* [Work to be completed] Every line below should be set down exactly as it appears.

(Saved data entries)
*** Begin section ***
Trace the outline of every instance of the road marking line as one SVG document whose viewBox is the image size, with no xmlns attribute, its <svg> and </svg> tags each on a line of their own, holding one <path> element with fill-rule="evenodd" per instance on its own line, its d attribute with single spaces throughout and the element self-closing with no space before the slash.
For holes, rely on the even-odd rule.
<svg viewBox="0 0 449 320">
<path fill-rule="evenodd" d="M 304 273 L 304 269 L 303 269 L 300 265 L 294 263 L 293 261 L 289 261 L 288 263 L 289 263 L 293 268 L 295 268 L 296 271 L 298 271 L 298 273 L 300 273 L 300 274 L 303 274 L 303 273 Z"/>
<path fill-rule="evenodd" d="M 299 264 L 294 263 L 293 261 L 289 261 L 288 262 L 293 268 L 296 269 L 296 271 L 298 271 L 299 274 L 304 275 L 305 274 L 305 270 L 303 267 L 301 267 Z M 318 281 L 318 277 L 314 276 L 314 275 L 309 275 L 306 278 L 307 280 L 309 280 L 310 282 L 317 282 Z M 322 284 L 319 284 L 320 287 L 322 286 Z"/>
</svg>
*** End section ***
* [Problem solution]
Trace the outline of every instance of the road marking line as one SVG document whose viewBox is the image size, with no xmlns attribute, its <svg> and </svg> tags each on a line of their own, holding one <path> element with fill-rule="evenodd" per instance on its own line, its d attribute with single spaces throughout and the element self-closing with no space before the slash.
For holes, rely on the even-odd rule.
<svg viewBox="0 0 449 320">
<path fill-rule="evenodd" d="M 304 273 L 304 269 L 303 269 L 300 265 L 294 263 L 293 261 L 289 261 L 288 263 L 289 263 L 293 268 L 295 268 L 296 271 L 298 271 L 298 273 L 300 273 L 300 274 L 303 274 L 303 273 Z"/>
<path fill-rule="evenodd" d="M 299 264 L 294 263 L 293 261 L 289 261 L 288 262 L 293 268 L 296 269 L 296 271 L 298 271 L 299 274 L 304 275 L 305 274 L 305 270 L 303 267 L 301 267 Z M 318 281 L 318 277 L 314 276 L 314 275 L 309 275 L 306 278 L 307 280 L 309 280 L 310 282 L 317 282 Z M 322 284 L 319 284 L 320 287 L 322 286 Z"/>
</svg>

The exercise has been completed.